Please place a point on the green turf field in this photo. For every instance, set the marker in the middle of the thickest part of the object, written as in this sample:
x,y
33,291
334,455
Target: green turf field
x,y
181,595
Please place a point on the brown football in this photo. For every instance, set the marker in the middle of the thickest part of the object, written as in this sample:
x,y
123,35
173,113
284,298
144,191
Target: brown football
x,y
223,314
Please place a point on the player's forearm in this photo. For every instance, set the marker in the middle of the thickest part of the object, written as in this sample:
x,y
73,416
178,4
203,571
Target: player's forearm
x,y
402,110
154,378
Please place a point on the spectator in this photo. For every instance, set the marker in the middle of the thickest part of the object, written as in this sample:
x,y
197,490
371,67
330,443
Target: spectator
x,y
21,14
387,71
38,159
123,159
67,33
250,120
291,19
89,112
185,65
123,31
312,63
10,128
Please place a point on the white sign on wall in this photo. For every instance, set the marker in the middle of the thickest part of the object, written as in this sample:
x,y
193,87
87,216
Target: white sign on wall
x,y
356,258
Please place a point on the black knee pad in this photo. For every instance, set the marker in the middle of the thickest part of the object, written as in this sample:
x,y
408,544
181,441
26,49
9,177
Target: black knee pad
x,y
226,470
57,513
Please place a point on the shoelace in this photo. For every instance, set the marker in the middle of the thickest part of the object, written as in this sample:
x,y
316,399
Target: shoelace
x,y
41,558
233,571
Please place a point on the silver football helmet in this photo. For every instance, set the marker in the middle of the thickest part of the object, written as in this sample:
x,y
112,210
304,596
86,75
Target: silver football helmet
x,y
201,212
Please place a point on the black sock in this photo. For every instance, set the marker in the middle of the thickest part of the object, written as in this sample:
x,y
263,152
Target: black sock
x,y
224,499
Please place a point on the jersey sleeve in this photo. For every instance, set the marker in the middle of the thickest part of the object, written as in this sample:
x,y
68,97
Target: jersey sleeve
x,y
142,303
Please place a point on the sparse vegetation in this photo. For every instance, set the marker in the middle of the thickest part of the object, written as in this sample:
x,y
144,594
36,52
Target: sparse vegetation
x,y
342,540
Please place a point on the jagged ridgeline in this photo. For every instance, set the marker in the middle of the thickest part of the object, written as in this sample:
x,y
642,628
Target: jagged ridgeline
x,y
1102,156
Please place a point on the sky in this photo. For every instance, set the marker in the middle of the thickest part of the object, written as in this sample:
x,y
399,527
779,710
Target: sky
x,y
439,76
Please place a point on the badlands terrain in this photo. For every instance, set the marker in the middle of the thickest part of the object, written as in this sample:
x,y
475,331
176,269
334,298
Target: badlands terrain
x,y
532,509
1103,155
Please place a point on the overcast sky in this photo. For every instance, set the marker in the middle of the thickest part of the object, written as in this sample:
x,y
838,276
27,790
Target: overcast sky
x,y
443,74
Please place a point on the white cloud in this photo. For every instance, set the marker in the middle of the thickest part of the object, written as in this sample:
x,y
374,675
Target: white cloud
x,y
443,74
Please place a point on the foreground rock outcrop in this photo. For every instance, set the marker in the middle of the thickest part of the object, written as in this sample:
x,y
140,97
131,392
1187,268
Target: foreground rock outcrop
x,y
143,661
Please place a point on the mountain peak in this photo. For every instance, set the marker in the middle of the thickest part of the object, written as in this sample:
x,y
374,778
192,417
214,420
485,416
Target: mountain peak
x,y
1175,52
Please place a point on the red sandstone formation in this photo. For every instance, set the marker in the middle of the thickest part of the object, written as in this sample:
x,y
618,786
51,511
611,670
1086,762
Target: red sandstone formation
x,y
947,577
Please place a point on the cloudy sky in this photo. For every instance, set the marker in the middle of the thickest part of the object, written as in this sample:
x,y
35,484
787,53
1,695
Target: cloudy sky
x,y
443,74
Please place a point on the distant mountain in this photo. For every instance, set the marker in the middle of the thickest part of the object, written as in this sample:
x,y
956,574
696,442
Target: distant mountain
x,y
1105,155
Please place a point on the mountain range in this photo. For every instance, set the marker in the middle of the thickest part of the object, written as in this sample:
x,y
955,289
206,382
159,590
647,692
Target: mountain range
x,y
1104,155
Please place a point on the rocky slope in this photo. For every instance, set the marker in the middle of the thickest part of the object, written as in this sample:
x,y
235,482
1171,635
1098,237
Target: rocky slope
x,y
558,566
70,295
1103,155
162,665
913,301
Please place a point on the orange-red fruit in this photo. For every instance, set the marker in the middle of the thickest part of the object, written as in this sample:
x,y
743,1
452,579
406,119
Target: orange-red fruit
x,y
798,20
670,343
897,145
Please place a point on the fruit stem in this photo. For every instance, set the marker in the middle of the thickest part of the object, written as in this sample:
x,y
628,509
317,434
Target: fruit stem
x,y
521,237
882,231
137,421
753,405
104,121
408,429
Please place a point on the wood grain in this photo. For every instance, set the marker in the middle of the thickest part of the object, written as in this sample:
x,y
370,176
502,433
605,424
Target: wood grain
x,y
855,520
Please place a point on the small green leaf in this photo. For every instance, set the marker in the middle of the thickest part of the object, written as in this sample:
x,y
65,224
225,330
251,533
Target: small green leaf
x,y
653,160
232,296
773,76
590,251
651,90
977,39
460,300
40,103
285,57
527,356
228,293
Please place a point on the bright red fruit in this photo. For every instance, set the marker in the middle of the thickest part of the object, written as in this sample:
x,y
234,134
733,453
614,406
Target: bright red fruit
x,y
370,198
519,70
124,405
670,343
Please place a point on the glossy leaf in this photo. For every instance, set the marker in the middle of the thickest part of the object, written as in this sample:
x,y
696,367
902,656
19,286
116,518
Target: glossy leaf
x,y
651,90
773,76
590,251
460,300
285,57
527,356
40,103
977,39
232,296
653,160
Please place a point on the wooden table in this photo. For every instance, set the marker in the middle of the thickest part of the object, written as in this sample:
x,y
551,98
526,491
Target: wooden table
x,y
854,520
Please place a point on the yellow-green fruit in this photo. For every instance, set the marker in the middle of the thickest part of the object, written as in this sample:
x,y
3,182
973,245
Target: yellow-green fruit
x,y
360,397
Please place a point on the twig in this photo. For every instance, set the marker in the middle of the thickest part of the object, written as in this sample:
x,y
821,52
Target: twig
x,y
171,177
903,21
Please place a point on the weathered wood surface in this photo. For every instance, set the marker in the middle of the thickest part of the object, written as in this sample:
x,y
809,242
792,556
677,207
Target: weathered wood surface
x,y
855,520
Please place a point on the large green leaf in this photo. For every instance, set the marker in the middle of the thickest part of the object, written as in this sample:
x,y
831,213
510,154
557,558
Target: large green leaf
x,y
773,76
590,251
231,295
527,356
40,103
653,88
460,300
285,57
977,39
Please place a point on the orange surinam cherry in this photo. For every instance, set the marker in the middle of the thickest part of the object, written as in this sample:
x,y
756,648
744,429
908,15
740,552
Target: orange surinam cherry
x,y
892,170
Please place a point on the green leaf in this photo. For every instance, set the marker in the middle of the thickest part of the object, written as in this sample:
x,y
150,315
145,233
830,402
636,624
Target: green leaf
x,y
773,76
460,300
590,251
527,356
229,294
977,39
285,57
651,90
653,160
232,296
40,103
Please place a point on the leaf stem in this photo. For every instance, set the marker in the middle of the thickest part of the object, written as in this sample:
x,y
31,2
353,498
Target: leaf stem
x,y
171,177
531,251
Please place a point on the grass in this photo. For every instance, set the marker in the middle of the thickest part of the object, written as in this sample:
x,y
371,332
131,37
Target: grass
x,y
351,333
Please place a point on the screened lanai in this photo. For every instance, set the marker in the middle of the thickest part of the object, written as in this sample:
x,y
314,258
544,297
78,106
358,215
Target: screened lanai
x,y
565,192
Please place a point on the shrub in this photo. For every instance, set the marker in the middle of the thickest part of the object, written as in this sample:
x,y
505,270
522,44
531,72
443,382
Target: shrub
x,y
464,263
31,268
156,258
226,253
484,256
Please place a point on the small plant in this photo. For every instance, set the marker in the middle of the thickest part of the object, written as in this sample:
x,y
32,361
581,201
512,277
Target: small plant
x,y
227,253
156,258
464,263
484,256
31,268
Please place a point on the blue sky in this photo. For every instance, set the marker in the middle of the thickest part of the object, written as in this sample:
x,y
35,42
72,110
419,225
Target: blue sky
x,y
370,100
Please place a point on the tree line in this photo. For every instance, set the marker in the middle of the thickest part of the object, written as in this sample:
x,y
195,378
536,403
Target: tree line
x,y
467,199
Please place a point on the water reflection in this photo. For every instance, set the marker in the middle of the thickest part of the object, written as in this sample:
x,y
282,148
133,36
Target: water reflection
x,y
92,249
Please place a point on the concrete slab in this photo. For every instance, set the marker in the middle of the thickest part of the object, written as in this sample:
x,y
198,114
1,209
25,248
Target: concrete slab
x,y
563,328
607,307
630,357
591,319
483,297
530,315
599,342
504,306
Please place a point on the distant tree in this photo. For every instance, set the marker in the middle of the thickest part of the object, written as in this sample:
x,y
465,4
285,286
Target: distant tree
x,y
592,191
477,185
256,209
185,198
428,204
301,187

-------------------------

SET EXERCISE =>
Copy out the lines of the records above word for word, beginning at the line that contains "Please place a point on the water" and stopping after the last line of the records.

REPLY TO THE TASK =>
Please place a point on the water reflection in this photo. For every instance, set the marker in the middle of the thickest part of the object, written as in this sample:
x,y
282,148
133,36
Target: water reflection
x,y
92,249
Please place a point on the concrete slab in this photo. For every instance, set the marker in the middle of the thickest part of the object, written as in this sample:
x,y
198,114
1,209
25,248
Target: concrete slab
x,y
563,328
607,307
630,357
591,319
483,297
530,315
599,342
504,306
Please place a point on the distant tree in this photo. For every instance, set the marker in the middle of the thickest part of the object, written as in this sample:
x,y
465,4
285,286
Target: distant tree
x,y
592,191
477,185
256,209
185,198
428,204
301,187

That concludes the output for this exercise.